| Task requirements |
Copy out the data from the line with "Could you identify the concrete" up to and including the line with "Target: brick porch floor", substituting "asphalt driveway" for "concrete driveway" and leaving everything else unchanged.

| Task material |
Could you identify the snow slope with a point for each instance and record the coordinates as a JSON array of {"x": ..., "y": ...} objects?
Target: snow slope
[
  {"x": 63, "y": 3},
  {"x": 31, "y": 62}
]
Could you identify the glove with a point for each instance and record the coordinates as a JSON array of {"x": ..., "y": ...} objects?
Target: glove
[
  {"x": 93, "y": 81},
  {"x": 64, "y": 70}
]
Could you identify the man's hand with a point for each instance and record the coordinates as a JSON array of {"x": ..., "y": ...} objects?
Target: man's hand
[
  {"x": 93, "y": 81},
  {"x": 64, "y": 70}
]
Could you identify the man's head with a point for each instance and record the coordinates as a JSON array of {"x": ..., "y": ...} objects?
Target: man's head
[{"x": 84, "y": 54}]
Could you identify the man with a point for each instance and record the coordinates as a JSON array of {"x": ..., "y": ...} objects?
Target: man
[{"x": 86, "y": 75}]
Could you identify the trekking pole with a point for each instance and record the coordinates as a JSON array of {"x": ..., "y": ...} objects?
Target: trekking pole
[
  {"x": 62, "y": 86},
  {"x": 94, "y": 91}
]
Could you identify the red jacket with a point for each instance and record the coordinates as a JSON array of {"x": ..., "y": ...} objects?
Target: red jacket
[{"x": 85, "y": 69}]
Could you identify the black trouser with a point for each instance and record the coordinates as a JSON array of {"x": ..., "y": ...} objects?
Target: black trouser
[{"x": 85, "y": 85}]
---
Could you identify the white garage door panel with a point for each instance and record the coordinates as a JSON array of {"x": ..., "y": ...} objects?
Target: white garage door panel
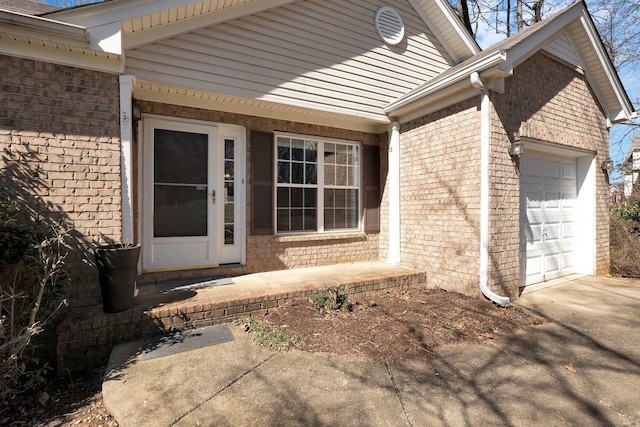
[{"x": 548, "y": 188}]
...
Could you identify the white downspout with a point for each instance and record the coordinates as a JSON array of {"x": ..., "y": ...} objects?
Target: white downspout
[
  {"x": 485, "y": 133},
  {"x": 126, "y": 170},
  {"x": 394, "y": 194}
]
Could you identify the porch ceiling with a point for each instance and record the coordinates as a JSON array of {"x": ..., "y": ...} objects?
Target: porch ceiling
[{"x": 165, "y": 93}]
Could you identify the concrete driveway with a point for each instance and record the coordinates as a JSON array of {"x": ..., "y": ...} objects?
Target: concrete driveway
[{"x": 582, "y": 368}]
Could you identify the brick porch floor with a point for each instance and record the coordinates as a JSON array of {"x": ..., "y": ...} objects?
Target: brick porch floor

| Solution for this problem |
Could you identify the asphalt driveway with a point for each instance and record the coordinates as a JSON array of {"x": ..., "y": ...} objects?
Target: asphalt driveway
[{"x": 582, "y": 368}]
Could you identify the brick porch floor with a point for each instance and record the coordinates as a JSON array of {"x": ..., "y": ...} objects?
Target: brick porch floor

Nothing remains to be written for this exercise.